- **Exercise brief**:
Each record needs to be echoed exactly; can you do that?

- **Records to process**:
++++++++++++++++++++

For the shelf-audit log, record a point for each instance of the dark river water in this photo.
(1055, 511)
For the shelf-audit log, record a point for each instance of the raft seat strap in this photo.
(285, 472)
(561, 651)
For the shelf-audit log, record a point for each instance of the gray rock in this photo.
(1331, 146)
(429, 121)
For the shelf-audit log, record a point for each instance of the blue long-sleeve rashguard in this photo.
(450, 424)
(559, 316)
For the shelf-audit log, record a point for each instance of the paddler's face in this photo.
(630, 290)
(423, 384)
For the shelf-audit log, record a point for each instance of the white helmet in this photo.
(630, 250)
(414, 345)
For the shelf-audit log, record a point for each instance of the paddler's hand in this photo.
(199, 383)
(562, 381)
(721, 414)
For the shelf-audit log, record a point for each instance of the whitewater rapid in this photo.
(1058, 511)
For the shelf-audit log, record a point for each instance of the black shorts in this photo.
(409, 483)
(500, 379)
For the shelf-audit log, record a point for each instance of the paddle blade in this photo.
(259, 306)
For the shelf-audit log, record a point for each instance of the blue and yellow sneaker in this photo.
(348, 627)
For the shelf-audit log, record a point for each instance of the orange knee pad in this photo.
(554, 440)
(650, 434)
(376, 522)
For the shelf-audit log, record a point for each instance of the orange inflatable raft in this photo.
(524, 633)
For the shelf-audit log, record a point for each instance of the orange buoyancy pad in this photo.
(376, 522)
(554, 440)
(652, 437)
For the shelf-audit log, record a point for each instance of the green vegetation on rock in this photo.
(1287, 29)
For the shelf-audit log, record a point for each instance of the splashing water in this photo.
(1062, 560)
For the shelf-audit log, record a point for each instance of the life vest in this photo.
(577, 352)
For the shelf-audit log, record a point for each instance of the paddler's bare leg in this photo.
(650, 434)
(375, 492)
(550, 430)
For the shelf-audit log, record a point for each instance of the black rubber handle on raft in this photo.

++++++++++++++++++++

- **Written solution**:
For the shelf-audit log, record a point for each instance of the dark river water in this photo.
(1055, 511)
For the shelf-audit log, record a point for each instance of the raft seat strap in this photo.
(285, 472)
(561, 651)
For the shelf-audit log, record a point for each instance of the gray rock in this photo.
(1331, 146)
(429, 121)
For the shelf-audit log, record a point for each instance of the blue long-sleeve rashguard in this photo.
(450, 424)
(559, 316)
For the shelf-audit log, record a point for each instance of the paddler's face in this photo.
(630, 290)
(423, 384)
For the shelf-audit log, record a point for each instance of the white helmet in this photo.
(630, 250)
(414, 345)
For the shelf-audit log, record a point for each instance of the paddler's hand in this photo.
(199, 383)
(562, 381)
(721, 414)
For the shelf-audit log, record a point for each instance of the whitewater rapid in this photo.
(1058, 511)
For the shelf-audit log, record a point for each instance of the black shorts in this photo.
(409, 483)
(500, 379)
For the shelf-audit log, record a point for each instance of the paddle blade in this photo.
(259, 306)
For the shelf-audit log, record a point for each instance of the blue and yellow sneaker in this photo.
(348, 627)
For the shelf-audit log, record a point for each instance of the orange knee pad in this photo.
(554, 440)
(650, 434)
(376, 522)
For the shelf-audit log, record a point for each instance of the orange inflatable raft in this photo.
(524, 633)
For the shelf-audit log, record a point for each instance of the orange buoyancy pad in this photo.
(376, 522)
(554, 440)
(652, 437)
For the shelf-audit log, record a point for each instance of the green vegetation on rock in this photo.
(1287, 29)
For the shelf-audit log, record a point for each instance of the splashing water in this photo.
(1062, 560)
For the shelf-audit log, record a point for each instance of the life vest in this photo.
(577, 352)
For the shelf-audit log, record a point for each instance of the paddler's bare leg in this photo.
(650, 434)
(375, 492)
(550, 430)
For the shelf-audit log, record a point for each instance of the black rubber handle on raft in this photo.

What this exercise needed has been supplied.